-- start GIVEN PASSAGE --
Look around Philly. There are thousands of abandoned buildings and vacant lots.
On Dec. 11, City Council passed legislation aimed at putting those properties into the hands of families and businesses so they’ll add to Philadelphia’s treasury rather than drain it.
The strategic land bank plan sponsored by Councilwoman Maria Quinones Sanchez (D-7th dist.) passed 15–0.
It’s not a scheme to change the cityscape overnight; it wasn’t developed quickly, either. Land bank legislation has been discussed for about 25 years, the councilwoman told a Frankford gathering two days before the council vote. The goal of the land bank plan is to remove blight from the city over the next 10 years, the councilwoman said.
Some big numbers explain the need for a plan.
The city owns about 10,000 vacant buildings and lots, the councilwoman told residents Dec. 9 at Sankofa Freedom Academy on Church Street. There are 30,000 other properties that are vacant lots or vacant buildings, many of which are tax-delinquent. The city is spending $20 million to take care of vacant properties each year, she said.
One of the land bank plan’s big ideas is to put vacant city-owned properties together with vacant tax-delinquent properties in what the councilwoman called “assemblages.” The banked properties could be made available to builders who are looking for tracts of 10 or 15 parcels to develop.
The state legislature passed measures introduced by state Rep. John Taylor, the councilwoman said, that will help the city quickly take possession of tax-delinquent properties. The city’s land bank bill was passed in June. The measure passed Dec. 11 sets up the plan to implement it.
-- end GIVEN PASSAGE --
-- start RAW DATA --
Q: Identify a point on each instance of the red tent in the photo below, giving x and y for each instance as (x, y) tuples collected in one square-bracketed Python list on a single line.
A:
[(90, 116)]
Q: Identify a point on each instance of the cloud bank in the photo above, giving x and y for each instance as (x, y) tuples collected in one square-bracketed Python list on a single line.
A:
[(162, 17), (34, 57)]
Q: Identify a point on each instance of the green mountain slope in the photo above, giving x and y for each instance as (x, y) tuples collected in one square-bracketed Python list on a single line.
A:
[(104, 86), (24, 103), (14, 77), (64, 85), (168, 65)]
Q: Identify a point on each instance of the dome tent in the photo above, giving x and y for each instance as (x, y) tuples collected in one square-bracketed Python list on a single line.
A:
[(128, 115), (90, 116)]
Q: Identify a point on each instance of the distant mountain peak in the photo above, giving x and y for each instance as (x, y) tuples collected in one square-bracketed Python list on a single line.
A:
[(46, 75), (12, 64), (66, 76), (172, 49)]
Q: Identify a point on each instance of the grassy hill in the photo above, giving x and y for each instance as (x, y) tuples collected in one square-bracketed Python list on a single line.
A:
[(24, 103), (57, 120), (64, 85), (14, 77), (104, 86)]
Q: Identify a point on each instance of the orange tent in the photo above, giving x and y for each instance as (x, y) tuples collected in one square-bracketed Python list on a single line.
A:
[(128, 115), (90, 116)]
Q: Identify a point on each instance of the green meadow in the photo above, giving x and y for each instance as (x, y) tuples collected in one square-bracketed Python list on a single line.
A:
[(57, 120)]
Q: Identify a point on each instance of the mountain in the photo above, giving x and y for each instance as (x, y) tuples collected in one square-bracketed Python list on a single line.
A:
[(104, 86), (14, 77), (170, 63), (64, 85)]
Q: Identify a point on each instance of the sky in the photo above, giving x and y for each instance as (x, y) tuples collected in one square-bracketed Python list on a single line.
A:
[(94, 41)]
-- end RAW DATA --
◆ PROMPT 1
Swap "Python list" for "JSON array" in the listing, from the line with "Q: Identify a point on each instance of the green meadow" up to and including the last line of the listing, and change nothing else. Return only those lines.
◆ PROMPT 2
Write the next part of the article on Philadelphia's land bank plan, starting after its last sentence.
The article and the listing are unrelated to each other.

◆ FINAL RESULT 1
Q: Identify a point on each instance of the green meadow in the photo above, giving x and y for each instance as (x, y) tuples collected in one square-bracketed JSON array on a single line.
A:
[(57, 120)]
Q: Identify a point on each instance of the mountain in the photo above, giving x and y for each instance as (x, y) tuples collected in one square-bracketed JSON array on a single line.
A:
[(104, 86), (14, 77), (170, 63), (64, 85)]
Q: Identify a point on each instance of the sky in the photo above, giving x and y for each instance as (x, y) tuples collected in one square-bracketed JSON array on a single line.
A:
[(94, 41)]

◆ FINAL RESULT 2
That plan won’t take houses from homeowners, Sanchez said. Also, the city doesn’t want to hold on to properties, she said. It doesn’t make sense to acquire 30,000 properties and add them to the 10,000 the city already has, she said.
“We want to actively market land bank properties … We want to pick them up and then get them out,” the councilwoman said.
Other goals of the plan is push green space use, she said, and for residents to pick up vacant lots near their homes or to buy individual properties and restore them.
The city wants to be careful about this, she said. Someone who gets a good deal to acquire a city property that might require $20,000 to renovate has to demonstrate he or she has the money to do the job.
“We want to turn properties over to people,” the councilwoman said, “but they have to show they have the capacity to turn the property around.”
Another aspect, she said, is that the city wants people to apply online to buy city property.
But no matter what deal people make to take over city land, the councilwoman said, they have to understand they have to go through the city’s zoning process and do things according to code.
For example, if somebody buys a property with the intention of making it a three-apartment building, the buyer has to be sure the property has the zoning for three apartments.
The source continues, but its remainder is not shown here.